Good dogs
The Hotdogger
So up front, right off the bat, full disclosure: I love The Hotdogger. It was the place of many seminal college moments packed with crude penis jokes and Nalgene bottles of vodka.
If you’ve never been, The Hotdogger is the tiny restaurant packed into what probably used to be the broom closet for the neighboring Sophia’s Thai Kitchen. It opened up in 1982 and was purchased by new owners, Cheryl and Ivan Franks, in 1994 (and, yes, their last name really is Franks).
The humble hut can seat three inside, though there are two tables set up outside as well. Customers are expected to bus their own trays. Filthy humor and bad puns are mandatory.
Look closer, past the slightly dingy floor and canine memorabilia, and you’ll find that this is not your typical schlong shack. All the hot dogs are sourced from Fairfield’s Schwarz Fine Sausage and use American beef. The rolls are baked daily from Davis’ Village Bakery, one of the best bakeries in all of Northern California. Produce is sourced from local farmers markets whenever possible, so gone are the tasteless tomatoes that fast-food joints normally use, replaced with burgundy-skinned beauties.

### Records for the exercise
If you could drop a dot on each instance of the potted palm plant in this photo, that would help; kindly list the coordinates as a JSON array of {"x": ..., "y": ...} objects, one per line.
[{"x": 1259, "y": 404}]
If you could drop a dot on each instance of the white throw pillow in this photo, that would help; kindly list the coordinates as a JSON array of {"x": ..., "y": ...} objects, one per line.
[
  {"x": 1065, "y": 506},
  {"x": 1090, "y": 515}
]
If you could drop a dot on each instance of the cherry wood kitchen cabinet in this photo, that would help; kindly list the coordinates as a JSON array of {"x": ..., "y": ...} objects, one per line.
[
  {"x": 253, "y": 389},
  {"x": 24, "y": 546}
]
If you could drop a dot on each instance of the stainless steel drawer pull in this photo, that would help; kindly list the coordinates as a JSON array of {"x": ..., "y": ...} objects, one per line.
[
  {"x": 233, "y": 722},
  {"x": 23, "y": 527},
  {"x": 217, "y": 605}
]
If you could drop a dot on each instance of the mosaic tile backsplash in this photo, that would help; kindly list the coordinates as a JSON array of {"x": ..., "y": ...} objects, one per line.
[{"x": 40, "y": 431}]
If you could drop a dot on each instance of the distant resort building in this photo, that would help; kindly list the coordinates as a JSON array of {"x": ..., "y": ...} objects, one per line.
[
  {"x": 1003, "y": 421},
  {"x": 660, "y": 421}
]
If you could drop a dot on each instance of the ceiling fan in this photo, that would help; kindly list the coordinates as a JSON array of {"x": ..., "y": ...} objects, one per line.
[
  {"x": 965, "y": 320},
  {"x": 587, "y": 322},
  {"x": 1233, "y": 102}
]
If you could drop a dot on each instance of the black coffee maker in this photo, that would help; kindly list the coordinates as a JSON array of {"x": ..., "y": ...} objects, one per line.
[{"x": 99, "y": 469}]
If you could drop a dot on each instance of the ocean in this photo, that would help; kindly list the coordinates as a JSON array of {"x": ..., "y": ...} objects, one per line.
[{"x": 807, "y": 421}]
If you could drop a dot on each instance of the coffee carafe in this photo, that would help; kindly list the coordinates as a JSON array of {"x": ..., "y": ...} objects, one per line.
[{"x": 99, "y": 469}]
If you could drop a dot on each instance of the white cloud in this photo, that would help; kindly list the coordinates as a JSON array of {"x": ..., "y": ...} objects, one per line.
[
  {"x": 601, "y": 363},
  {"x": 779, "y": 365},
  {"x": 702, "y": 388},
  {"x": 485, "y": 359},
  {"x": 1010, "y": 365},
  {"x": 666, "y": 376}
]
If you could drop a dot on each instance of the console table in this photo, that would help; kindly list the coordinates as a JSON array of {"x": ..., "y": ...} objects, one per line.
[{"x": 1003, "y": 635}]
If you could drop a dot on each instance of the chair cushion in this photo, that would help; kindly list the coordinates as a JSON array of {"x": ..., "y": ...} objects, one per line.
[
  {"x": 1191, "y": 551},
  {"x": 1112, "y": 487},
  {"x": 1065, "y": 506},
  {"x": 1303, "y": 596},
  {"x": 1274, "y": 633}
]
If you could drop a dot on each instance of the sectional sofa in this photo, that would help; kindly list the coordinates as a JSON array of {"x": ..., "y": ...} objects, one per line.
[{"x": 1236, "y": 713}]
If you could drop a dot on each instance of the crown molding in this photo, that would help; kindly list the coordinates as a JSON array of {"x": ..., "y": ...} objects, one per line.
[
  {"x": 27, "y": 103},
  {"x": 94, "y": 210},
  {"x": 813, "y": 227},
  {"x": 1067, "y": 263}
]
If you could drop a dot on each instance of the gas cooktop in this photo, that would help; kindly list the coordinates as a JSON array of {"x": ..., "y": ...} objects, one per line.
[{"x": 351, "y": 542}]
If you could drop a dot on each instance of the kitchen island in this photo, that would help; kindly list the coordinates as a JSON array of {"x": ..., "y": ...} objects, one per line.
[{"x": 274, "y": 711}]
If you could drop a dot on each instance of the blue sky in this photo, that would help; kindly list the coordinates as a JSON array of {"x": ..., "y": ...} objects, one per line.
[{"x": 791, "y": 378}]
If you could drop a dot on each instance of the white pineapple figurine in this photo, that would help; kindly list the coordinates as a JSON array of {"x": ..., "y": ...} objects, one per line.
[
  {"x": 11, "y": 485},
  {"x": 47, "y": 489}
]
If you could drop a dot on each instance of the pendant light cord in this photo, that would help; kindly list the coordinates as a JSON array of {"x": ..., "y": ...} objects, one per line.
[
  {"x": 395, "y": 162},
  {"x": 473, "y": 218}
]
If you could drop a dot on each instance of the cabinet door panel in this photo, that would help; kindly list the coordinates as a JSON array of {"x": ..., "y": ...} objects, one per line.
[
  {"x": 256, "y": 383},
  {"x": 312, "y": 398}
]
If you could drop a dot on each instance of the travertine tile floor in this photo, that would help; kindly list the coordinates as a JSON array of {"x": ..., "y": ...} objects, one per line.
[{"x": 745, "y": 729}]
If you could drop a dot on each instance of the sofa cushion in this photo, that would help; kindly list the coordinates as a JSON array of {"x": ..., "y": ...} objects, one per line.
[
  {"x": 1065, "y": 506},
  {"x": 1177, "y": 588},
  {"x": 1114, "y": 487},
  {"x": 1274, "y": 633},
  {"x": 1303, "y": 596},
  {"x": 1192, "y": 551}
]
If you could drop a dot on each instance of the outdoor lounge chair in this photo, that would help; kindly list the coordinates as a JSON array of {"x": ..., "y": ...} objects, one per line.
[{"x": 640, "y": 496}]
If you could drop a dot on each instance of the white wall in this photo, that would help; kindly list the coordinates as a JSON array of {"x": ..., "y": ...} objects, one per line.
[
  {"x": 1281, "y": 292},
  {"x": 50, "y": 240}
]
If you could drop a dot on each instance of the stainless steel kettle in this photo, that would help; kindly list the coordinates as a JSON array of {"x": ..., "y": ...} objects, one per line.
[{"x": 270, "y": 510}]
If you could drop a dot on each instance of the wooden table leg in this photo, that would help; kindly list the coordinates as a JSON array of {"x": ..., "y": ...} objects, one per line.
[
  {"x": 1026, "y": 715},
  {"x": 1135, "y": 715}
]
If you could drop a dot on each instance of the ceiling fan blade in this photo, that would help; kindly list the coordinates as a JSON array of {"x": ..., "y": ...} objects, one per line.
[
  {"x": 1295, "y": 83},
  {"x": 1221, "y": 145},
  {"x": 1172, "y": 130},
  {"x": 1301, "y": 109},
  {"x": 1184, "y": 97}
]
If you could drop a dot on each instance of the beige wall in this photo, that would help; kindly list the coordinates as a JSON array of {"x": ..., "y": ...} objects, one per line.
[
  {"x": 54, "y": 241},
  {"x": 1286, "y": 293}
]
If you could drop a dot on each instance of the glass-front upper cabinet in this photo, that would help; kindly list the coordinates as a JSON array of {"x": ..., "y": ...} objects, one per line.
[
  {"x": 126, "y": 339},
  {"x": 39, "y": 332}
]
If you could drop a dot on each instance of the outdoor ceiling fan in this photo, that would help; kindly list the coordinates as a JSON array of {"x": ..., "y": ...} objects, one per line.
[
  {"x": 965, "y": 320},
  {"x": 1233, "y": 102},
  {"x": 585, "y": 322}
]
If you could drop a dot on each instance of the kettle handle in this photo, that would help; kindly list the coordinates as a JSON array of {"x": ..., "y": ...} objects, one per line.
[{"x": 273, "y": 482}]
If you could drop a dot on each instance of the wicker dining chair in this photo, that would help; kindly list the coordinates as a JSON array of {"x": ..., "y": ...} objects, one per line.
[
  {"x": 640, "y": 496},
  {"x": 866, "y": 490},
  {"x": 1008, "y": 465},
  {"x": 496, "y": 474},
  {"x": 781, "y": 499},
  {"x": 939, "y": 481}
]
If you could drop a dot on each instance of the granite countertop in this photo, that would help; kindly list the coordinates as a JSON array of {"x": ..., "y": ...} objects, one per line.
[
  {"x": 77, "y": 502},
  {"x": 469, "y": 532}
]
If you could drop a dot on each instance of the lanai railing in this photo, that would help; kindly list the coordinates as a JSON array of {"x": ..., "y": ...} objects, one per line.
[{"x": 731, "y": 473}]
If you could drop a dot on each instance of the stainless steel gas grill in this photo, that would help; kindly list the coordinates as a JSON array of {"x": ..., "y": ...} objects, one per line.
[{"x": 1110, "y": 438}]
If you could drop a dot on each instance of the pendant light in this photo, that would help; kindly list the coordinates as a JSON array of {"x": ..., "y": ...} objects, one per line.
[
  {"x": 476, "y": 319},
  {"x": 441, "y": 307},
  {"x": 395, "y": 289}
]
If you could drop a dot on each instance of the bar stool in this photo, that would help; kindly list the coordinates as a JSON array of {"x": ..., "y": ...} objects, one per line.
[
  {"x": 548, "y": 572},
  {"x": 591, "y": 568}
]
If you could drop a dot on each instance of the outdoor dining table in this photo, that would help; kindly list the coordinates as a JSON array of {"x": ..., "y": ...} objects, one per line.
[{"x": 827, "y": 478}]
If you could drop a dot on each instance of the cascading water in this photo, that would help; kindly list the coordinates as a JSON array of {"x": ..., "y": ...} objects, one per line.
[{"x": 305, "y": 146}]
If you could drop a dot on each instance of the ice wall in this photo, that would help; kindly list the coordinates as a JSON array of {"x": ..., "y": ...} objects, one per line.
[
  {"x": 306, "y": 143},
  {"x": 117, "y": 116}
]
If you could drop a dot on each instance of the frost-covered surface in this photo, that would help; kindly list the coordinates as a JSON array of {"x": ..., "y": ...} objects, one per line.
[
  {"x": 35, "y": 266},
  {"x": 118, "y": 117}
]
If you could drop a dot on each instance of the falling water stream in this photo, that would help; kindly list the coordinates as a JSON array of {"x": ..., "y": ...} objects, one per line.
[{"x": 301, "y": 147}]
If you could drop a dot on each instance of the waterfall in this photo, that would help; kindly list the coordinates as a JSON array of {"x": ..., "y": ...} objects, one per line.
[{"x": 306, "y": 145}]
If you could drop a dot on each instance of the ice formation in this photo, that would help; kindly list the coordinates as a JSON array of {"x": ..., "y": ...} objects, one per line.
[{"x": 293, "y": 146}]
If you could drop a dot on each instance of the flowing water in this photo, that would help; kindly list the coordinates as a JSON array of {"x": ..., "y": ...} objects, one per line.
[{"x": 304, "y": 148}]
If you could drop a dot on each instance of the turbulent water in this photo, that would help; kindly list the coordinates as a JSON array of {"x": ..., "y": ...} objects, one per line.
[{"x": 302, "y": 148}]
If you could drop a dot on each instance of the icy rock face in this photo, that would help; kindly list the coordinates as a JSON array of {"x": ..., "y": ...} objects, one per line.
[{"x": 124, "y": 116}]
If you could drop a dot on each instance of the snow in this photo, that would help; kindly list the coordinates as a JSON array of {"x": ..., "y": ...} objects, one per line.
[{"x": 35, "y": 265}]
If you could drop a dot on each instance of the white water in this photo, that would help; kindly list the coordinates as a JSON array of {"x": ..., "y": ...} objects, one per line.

### Problems
- A) Find every line of the listing that contains the string "stream", matching case exactly, and copy each one.
- B) Write the next part of the hot dog restaurant review, starting after its last sentence.
The listing is unrelated to the hot dog restaurant review.

### Answers by task
- A)
If you could drop a dot on each instance of the falling water stream in this photo, that would help; kindly list the coordinates as a JSON array of {"x": ..., "y": ...} objects, one per line.

- B)
There are more mustard choices here than there are houses on Davis’ Frat Row; no matter what mood you’re in, there’s a mustard to match it. Feeling jaunty? The garlic-and-onion mustard is for you! Your twee personality beginning to annoy even you? A savage Düsseldorf mustard with a horseradish kick will take things down a notch. Pissed at an ex because he’s dating someone else already? Burn the world away with the intestine-scalding jalapeño mustard.
While customers can customize their dogs, there are also a few premade options and a variety of wieners available. The Louisiana Hot Link is fire-engine red and sure to send lava coursing through your tender insides. Be sure not to pair it with a spicy mustard or top with jalapeños, as it’s a sure way to meet a fiery end.
The beef hot dogs are simmered as opposed to grilled, but they have an old-fashioned flavor, and the casing snaps sharply with each bite, making for a visceral eating experience.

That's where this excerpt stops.